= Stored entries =
···

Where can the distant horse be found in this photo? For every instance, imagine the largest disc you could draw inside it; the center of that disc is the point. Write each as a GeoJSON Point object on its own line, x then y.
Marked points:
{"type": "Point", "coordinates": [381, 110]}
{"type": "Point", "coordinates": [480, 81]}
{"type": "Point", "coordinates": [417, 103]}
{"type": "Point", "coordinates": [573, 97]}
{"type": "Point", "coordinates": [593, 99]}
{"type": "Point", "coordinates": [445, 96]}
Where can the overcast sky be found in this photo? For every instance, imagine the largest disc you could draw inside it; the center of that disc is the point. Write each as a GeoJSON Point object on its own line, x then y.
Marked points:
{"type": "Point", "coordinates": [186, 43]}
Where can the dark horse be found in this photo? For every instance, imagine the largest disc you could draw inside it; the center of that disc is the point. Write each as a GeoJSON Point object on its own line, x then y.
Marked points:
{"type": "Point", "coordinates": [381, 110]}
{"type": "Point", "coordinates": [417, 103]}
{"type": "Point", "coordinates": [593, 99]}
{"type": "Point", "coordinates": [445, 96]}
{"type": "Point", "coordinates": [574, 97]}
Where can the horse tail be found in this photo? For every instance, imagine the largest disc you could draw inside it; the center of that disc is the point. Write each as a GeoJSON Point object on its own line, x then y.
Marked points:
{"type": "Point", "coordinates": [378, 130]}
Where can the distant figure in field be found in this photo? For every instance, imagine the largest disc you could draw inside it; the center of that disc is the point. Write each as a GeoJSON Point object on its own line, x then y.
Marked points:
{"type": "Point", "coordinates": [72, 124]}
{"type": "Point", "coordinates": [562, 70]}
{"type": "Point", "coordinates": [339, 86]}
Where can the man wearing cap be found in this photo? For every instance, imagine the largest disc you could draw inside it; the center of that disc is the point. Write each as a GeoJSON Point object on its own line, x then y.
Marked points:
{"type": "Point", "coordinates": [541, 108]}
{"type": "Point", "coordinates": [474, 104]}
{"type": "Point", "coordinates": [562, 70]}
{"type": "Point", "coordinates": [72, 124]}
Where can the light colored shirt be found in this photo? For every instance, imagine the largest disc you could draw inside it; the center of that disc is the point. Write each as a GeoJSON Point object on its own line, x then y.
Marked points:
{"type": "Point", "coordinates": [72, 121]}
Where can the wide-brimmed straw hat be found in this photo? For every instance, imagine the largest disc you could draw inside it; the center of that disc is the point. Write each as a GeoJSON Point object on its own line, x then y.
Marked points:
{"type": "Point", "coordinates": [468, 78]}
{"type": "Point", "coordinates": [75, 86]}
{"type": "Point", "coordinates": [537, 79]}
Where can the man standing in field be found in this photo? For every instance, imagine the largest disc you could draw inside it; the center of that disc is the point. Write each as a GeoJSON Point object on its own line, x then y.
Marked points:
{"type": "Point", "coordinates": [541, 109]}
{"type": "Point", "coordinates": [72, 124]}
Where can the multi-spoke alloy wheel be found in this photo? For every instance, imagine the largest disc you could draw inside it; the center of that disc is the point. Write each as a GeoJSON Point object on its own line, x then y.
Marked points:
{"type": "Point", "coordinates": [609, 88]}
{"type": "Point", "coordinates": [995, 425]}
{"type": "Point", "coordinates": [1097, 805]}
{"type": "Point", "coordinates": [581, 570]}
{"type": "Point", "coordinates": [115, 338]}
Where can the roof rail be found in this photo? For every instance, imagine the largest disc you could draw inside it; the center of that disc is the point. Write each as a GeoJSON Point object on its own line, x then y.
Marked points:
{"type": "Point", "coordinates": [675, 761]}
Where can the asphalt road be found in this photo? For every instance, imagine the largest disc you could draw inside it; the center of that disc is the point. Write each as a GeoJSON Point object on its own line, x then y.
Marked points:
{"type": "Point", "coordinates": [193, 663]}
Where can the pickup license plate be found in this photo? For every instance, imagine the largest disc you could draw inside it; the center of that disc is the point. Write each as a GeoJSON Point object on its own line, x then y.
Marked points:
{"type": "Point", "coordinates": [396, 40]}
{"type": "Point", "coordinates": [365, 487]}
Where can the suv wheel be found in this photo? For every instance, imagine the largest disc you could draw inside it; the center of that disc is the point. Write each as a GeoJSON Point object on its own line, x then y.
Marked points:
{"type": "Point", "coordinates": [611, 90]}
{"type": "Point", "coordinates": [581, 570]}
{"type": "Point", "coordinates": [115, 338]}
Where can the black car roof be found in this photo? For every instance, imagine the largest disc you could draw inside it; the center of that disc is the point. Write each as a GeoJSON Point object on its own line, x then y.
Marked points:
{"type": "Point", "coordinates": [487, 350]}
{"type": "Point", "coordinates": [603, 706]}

···

= TASK =
Extract each line holding the word "wheel" from the records.

= TASK ANSWER =
Where can the multi-spoke alloy wheel be found in this photo? For every instance, imagine the largest disc you could draw inside it; the center of that disc is the point. Write each as a GeoJSON Point object on its own line, x then y.
Where can the suv wheel be found in this photo? For every instance, imagine the largest disc you could draw inside it; the center of that disc is the point. Write each as a GeoJSON Point object on its own line, x then y.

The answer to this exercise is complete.